**Work order:** Copy all of the records exactly.

··········

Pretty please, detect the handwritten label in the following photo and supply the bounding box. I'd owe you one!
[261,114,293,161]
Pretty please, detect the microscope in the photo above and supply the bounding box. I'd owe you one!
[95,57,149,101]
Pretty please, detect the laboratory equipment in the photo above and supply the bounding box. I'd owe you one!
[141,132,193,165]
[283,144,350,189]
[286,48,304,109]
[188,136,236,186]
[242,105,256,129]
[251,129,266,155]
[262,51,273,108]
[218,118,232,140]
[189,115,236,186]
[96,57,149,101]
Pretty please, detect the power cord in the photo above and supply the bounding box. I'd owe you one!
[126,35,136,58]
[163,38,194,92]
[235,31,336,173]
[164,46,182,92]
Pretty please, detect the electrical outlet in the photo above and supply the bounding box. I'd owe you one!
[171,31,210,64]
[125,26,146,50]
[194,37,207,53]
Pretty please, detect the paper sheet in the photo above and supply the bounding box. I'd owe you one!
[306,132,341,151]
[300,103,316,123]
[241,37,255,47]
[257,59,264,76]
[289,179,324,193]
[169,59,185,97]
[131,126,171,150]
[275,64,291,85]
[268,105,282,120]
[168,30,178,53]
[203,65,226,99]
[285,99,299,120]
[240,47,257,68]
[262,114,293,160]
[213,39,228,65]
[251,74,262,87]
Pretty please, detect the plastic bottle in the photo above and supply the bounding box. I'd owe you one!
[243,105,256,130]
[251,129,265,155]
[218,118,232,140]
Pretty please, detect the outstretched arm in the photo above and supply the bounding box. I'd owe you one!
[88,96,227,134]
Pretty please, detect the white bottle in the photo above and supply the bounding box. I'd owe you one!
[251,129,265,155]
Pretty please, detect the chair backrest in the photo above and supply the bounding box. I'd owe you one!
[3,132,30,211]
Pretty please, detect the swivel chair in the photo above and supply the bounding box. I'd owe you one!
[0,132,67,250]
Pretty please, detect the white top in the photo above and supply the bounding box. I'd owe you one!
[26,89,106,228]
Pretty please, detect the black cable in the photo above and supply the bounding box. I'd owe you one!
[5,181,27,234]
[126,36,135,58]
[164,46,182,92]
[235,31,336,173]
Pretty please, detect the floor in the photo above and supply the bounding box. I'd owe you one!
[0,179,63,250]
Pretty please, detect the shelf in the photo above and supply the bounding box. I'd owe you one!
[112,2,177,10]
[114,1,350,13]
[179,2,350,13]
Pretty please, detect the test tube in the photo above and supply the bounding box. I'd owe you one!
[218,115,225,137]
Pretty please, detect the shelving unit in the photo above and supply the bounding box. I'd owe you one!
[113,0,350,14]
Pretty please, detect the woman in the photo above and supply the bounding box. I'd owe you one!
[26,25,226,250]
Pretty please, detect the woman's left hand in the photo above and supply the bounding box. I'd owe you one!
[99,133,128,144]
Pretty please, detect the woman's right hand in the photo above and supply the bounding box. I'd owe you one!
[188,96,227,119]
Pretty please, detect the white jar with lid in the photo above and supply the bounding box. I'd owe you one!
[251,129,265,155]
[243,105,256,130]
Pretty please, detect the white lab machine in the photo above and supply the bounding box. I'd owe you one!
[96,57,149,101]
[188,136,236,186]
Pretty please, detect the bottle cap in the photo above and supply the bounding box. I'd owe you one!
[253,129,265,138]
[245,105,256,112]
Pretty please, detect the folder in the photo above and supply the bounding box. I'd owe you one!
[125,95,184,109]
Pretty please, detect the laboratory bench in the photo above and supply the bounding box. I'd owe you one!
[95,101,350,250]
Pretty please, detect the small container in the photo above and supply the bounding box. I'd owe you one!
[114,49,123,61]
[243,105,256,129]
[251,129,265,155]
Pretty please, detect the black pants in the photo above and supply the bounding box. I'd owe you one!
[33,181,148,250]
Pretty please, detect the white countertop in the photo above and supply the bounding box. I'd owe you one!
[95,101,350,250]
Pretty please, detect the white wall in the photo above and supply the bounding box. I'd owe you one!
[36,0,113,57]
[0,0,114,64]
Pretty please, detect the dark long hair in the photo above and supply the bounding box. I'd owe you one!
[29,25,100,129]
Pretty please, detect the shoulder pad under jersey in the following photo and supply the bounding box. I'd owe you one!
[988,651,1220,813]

··········

**Written answer:**
Pretty please, detect the handwritten label in the following photo and supply the bounding box. I'd owe you one!
[261,114,293,161]
Pretty please, detect the microscope in the photo above and supply the bounding box. I'd owe you one!
[95,57,149,101]
Pretty please, detect the laboratory equipment in the photo above and supply the bounding box. I'd owe you one!
[141,132,193,165]
[283,144,350,189]
[286,48,304,109]
[188,136,236,186]
[242,105,256,129]
[251,129,266,155]
[262,51,273,108]
[218,118,232,140]
[189,115,236,186]
[96,57,149,101]
Pretty please, detect the power cord in the photo above and supply the bounding box. I'd owe you one!
[126,35,136,58]
[163,38,194,92]
[235,31,336,173]
[164,46,182,92]
Pretty please, detect the electrical outlet in the photo above and supply the bounding box. I'd owe you one!
[171,31,210,64]
[125,26,146,50]
[194,37,207,53]
Pretty please, detect the paper sheet in the photo above and supply the bounding box. I'd owe you one!
[306,132,341,151]
[300,103,316,123]
[241,37,255,47]
[257,59,264,76]
[289,179,324,193]
[169,59,185,97]
[131,126,171,150]
[275,64,291,85]
[268,105,282,120]
[168,30,178,53]
[203,65,226,99]
[285,99,299,120]
[240,47,257,68]
[262,114,293,160]
[213,39,228,65]
[251,74,262,87]
Pretty please, detect the plastic bottle in the photo above and supply the bounding box. I'd owe you one!
[243,105,256,130]
[251,129,265,155]
[218,118,232,140]
Pretty please, detect the outstretched arm in the photo above and supply the bounding box. I'd owe you one!
[88,96,227,134]
Pretty please, detect the white bottle in the photo above and supply the bounding box. I'd owe you one!
[251,129,265,155]
Pretty please, detect the chair backrest in the photo above and supply the bounding box. I'd owe you one!
[3,132,30,211]
Pretty please, detect the swivel chair in the photo above and supply the bounding box. I'd owe you one!
[0,132,67,250]
Pretty please, detect the white top in the photo above and supply the bounding box. I'd owe you one!
[26,89,106,228]
Pretty please, detect the black cable in the photo above and supply the bounding box. I'd owe you one!
[5,181,27,234]
[126,36,135,58]
[164,46,182,92]
[235,31,336,173]
Pretty please, detect the floor in the photo above and supply the bounding box. I'd owe you one!
[0,179,63,250]
Pretty please, detect the shelf in the photo above and supply the bounding box. I'd owe you one!
[112,2,177,10]
[114,1,350,13]
[179,2,350,13]
Pretty please, detect the test tube in the photo above and supply the bounding box. I'd owe you one!
[218,115,225,137]
Pretty please, detect the shelving unit in the photo above and supply the bounding box. I'd owe you one!
[113,0,350,14]
Pretty please, detect the woman in the photo above and supply the bounding box. I'd owe you one!
[26,25,226,250]
Pretty please, detect the woman's left hand in the photo above and supply the bounding box. I'd owe you one!
[99,133,128,144]
Pretty please, detect the woman's right hand in the photo above and supply the bounding box. I'd owe you one!
[188,96,227,119]
Pretty please, detect the white jar with lid in the photo above and supply the bounding box. I'd owe you one!
[251,129,265,155]
[243,105,256,130]
Pretty please, detect the white lab machine in the photo above and supply the bounding box. I'd owe you one!
[96,57,149,101]
[188,136,236,186]
Pretty please, detect the bottle cap in the photo above and supply the bounding box. I'd owe you one!
[253,129,265,138]
[245,105,256,112]
Pretty please, detect the folder in the photo above and supply the bounding box. I'd owe you one!
[125,95,184,109]
Pretty please, detect the laboratory bench in the photo above and supply the bounding box. I'd owe you one!
[95,101,350,250]
Pretty please, detect the small container in the photo above and supply the bounding box. I'd owe you one!
[114,49,123,61]
[243,105,256,129]
[251,129,265,155]
Pretty please, detect the black pants in the photo above and supply the bounding box. I'd owe you one!
[33,181,148,250]
Pretty please, detect the white countertop in the photo above and supply the bounding box. I'd owe you one!
[95,101,350,250]
Pretty please, detect the white wall in the photo above and supply the bounding box. I'd owe you one!
[36,0,113,57]
[0,0,114,64]
Pretty please, detect the dark long hair in the photo above and supply the bounding box. I'd owe you one!
[29,25,100,129]
Pretty please, detect the shoulder pad under jersey in the following photo and supply the bounding box. I'd owe you one!
[988,651,1220,813]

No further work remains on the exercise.